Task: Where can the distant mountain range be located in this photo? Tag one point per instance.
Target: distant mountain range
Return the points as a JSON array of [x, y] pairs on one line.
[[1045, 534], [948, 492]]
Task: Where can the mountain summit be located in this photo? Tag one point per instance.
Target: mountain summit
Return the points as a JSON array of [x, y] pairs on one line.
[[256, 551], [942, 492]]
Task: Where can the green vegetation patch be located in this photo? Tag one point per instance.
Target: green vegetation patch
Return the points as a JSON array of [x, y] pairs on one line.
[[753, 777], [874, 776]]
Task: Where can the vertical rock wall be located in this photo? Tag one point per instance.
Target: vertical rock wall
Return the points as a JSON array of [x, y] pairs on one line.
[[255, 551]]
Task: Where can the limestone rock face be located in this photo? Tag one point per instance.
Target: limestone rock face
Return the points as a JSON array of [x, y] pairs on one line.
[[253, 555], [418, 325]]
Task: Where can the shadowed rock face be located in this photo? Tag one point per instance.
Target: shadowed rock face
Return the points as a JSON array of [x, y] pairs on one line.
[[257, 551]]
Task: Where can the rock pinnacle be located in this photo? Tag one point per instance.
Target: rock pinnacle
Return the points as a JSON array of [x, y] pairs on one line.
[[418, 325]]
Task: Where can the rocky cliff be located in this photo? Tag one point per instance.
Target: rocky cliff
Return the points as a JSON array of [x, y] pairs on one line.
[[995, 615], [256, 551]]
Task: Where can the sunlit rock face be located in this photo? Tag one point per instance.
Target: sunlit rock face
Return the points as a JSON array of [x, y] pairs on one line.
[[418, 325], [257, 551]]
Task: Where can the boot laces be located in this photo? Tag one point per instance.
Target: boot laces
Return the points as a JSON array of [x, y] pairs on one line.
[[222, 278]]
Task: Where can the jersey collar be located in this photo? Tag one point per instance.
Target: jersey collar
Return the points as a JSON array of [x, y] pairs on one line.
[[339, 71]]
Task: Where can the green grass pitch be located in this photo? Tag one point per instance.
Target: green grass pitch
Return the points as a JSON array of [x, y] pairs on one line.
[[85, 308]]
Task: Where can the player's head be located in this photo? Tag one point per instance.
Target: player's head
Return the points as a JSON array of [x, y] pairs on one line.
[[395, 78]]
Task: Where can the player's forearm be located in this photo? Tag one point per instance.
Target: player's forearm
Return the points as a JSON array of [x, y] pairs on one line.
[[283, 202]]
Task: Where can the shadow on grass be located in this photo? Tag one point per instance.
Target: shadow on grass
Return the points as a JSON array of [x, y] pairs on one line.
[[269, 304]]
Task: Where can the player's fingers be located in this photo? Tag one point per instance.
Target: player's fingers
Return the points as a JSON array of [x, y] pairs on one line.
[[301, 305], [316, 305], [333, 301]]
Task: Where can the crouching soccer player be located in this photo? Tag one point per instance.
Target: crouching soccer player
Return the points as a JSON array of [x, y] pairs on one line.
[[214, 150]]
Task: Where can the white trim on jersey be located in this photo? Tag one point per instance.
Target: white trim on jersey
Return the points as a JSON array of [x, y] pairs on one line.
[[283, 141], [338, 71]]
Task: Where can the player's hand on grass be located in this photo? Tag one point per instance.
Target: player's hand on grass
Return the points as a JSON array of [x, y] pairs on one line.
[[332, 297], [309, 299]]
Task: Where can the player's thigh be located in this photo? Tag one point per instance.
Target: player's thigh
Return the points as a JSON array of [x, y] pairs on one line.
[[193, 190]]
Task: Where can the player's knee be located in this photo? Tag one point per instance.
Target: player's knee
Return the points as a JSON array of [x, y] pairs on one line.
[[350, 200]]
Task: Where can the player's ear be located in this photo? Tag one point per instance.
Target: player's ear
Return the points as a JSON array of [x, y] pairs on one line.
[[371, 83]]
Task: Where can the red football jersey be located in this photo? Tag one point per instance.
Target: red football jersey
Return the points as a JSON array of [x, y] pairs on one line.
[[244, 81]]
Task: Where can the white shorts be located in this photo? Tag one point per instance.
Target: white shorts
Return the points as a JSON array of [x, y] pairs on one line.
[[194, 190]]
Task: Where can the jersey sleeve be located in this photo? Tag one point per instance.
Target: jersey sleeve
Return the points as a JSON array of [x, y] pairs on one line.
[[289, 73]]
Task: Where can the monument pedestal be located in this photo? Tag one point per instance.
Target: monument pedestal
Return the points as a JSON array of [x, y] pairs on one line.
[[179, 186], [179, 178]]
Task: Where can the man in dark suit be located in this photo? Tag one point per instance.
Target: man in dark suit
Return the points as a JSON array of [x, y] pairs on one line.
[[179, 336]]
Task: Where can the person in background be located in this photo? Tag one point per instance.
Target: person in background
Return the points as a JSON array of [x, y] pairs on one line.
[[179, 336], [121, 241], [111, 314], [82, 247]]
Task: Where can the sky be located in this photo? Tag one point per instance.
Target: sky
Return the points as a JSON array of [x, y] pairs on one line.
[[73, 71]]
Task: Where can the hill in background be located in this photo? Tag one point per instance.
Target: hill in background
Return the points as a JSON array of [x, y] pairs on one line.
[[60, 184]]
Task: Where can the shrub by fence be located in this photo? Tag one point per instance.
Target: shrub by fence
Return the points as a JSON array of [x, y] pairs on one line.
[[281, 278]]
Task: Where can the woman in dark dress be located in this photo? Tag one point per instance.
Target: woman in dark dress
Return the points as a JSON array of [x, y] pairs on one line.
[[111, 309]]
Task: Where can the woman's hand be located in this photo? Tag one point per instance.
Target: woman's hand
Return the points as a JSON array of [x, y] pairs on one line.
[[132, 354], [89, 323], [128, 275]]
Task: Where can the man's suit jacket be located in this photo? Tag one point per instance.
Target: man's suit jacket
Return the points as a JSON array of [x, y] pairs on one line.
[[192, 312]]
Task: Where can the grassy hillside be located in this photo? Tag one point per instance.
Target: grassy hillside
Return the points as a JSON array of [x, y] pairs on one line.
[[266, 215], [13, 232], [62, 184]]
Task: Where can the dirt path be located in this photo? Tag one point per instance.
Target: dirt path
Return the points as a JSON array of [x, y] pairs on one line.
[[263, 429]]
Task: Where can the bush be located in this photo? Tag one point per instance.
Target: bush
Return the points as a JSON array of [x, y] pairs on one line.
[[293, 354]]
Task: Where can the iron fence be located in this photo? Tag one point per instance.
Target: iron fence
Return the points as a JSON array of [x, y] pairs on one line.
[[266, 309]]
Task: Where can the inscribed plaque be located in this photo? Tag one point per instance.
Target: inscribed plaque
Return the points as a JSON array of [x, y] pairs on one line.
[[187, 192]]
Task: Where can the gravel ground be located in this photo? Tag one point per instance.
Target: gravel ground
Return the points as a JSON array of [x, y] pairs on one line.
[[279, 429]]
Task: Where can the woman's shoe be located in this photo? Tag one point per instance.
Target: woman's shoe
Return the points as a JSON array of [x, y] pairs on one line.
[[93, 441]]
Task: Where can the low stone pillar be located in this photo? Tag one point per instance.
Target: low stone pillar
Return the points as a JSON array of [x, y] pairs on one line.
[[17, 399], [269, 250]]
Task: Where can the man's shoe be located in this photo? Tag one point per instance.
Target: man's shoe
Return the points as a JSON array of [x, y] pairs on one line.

**Exercise goal:** Extract every row above and reproduce each one word for word.

**Solution to this problem:**
Task: Where can the distant mountain range be located in this photo? Tag one point per instance.
Target: distant mountain range
Return the points as a JSON array of [x, y] pairs on one line.
[[1045, 534], [948, 492]]
Task: Where can the mountain summit be located in this photo? Tag one point per instance.
Target: mountain summit
Return the points as a JSON array of [x, y] pairs on one line.
[[256, 551], [942, 492]]
Task: Where can the green vegetation patch be located in this photo? Tag one point per instance.
Target: green vegetation patch
Return the points as a JSON array of [x, y] pairs on one line.
[[753, 777], [874, 776]]
Task: Where can the vertical rock wall be located in this photo? Tag one point per instance.
Target: vertical rock wall
Return the points as a JSON array of [x, y] pairs on one line.
[[255, 551]]
Task: Where can the limestone rock face be located in this photo? Tag one point per instance.
Target: limestone rock face
Return the points as a JSON array of [x, y] pairs on one line.
[[253, 555], [418, 325]]
Task: Where can the shadowed rock face be located in this photo? Tag one point per instance.
Target: shadowed rock face
Return the points as a JSON array of [x, y] pairs on one line.
[[257, 551]]
Task: Where can the rock pinnacle be located in this photo? Tag one point per instance.
Target: rock pinnacle
Return the points as a JSON array of [x, y] pairs on one line.
[[418, 325]]
Task: Where can the rocky cliff be located in this photo? Tag one point per instance.
Target: rocky cliff
Return the points as a JSON array of [x, y] pairs on one line.
[[995, 615], [256, 551]]
Task: Where can the sunlit rock face be located in this photo? Tag one point per instance.
Target: sunlit rock face
Return the points as a JSON array of [x, y] pairs on one line.
[[418, 325], [257, 551]]
Task: Where can the boot laces be located in this photo? Tag one point per instance.
Target: boot laces
Return the points as a JSON array of [x, y] pairs on one line.
[[222, 278]]
Task: Where can the jersey collar be located in this photo? Tag one point per instance.
Target: jersey collar
Return the points as a JSON array of [x, y] pairs on one line.
[[339, 71]]
Task: Where can the green grass pitch be located in this photo? Tag one point per instance.
Target: green grass pitch
Return the points as a JSON array of [x, y] pairs on one line.
[[85, 308]]
Task: Where can the player's head be located in this photo? Tag one point per instance.
Target: player's head
Return the points as a JSON array of [x, y] pairs on one line.
[[395, 78]]
Task: Where can the player's forearm be located in this photo? Tag one point per instance.
Target: player's forearm
Return the points as a JSON array of [x, y] pairs on one line.
[[283, 202]]
Task: Where can the shadow on grass be located in this photo? Tag one point per instance.
Target: shadow on grass
Return the points as a JSON array of [x, y] pairs on one line.
[[269, 304]]
Task: Where can the player's fingers be located in this photo? Tag one point per instance.
Target: player's fingers
Return the points as a JSON array of [x, y] pairs on one line.
[[301, 305], [316, 305], [333, 301]]
Task: Where can the crouching soccer player be located in this photo? Tag one point per instance.
Target: crouching soccer player
Return the points as a JSON array of [x, y] pairs on one line.
[[214, 150]]
Task: Where can the white trim on jersey be located in this photo? Tag one point per instance.
Target: white trim on jersey
Return the points as a JSON array of [x, y] pairs on one line.
[[283, 141], [338, 71]]
Task: Where can the player's hand on grass be located in this photo? Tag one point per instance.
Target: player's hand on grass
Return the points as a JSON array of [x, y] pairs on one line.
[[332, 297], [309, 299]]
Task: Where can the player's thigh be located in this photo? Tag one point per instance.
Target: player's thigh
Return the points as a JSON array of [x, y] pairs on one line.
[[193, 190]]
Task: Where can the player's knee be located in this photo? Tag one point per instance.
Target: player's knee
Return the points as a JSON array of [x, y] pairs on one line.
[[350, 200]]
Task: Where can the player's ear be located in this photo? Tag one point per instance.
Target: player's ear
Return the points as a JSON array of [x, y] pairs on one line.
[[371, 83]]
Task: Where can the red football jersey be located in this photo? Tag one point per instance.
Target: red football jersey
Return the points as a JSON array of [x, y] pairs on one line.
[[244, 81]]
Task: Where can the white shorts be located in this photo? Tag one point per instance.
Target: white shorts
Return the points as a JSON array of [x, y] pairs on one line.
[[194, 190]]
Task: Where can the jersey sleeve be located in this photo? Tag one point per instance.
Target: jersey sleeve
Return the points as a JSON array of [x, y] pairs on one line.
[[289, 73]]
Task: Where can the monument pedestal be located in this photo? Tag one point per instance.
Target: monument pedestal
Return the points as a JSON array of [x, y] pairs on one line.
[[179, 186], [179, 178]]
Task: Where can the man in dark suit be located in this photo? Tag one point per instance.
Target: man in dark suit
Return the points as a JSON array of [x, y] pairs on one line.
[[179, 336]]
Task: Where can the person in background be located in this photo? Tag one point per instance.
Target: person in background
Return the points as a JSON array of [x, y] pairs on one line.
[[179, 336], [121, 241], [111, 314], [82, 247]]
Task: Where can the sky be located in this photo? Tag one point per instance.
Target: sky
Return the points as a JSON array of [x, y] pairs on one line.
[[73, 71]]
Task: Where can the hill in background be located in this photo? Tag one point per instance.
Target: hill in background
Return the points as a JSON array of [x, y] pairs on one line.
[[60, 184]]
Task: Where can the shrub by fence be located in this photo? Tag one point per instance.
Target: shrub by fence
Return the points as a JSON array of [x, y] pairs on one line.
[[281, 278]]
Task: Where can the woman in dark dress be located in this photo? Tag one point per instance.
Target: woman in dark dress
Return the points as a JSON array of [x, y] pairs on one line.
[[111, 309]]
Task: Where can the woman's hand be located in this photo? Tag one point per instance.
Target: woman's hand
Return the points as a JSON array of [x, y] pairs on one line.
[[132, 354], [89, 323], [128, 275]]
Task: Where can the man's suit jacket be located in this photo? Tag one point per instance.
Target: man's suit jacket
Return the points as a JSON array of [x, y] pairs on one line.
[[192, 312]]
Task: Where can the grassy hillside be located in this photo? Tag one point per instance.
Target: grassy hillside
Return the points as a JSON array of [x, y] pairs on one line.
[[266, 215], [13, 232], [62, 184]]
Task: Where can the dirt path be located in this photo? Tag one point per instance.
Target: dirt path
Return the points as a JSON array of [x, y] pairs on one line.
[[263, 429]]
Task: Where can the bush be located in this photo? Tag one point per instance.
Target: bush
Return the points as a JSON array of [x, y] pairs on one line.
[[293, 354]]
Task: Where can the iron fence be located in this photo? Tag one point per instance.
Target: iron fence
Return the points as a JSON array of [x, y] pairs on one line.
[[266, 309]]
Task: Where can the inscribed plaque be located in this photo? Tag one point per instance.
Target: inscribed plaque
Return the points as a JSON array of [x, y] pairs on one line.
[[187, 192]]
Task: Where can the gravel ground be located in this photo? Tag one point per instance.
Target: gravel ground
Return the points as a JSON array of [x, y] pairs on one line.
[[279, 429]]
Task: Where can the woman's shoe be located in this photo? Tag one point per instance.
Target: woman's shoe
Return the points as a JSON array of [x, y] pairs on one line.
[[93, 441]]
Task: Where can the low stone pillar be located in this photo? Tag one point per instance.
Target: low stone pillar
Return the points as a JSON array of [x, y] pairs on one line.
[[17, 399], [269, 250]]
Task: Where can the man's shoe be located in this photo? Tag one point per instance.
Target: man's shoe
Return the points as a JSON array of [x, y] pairs on one line.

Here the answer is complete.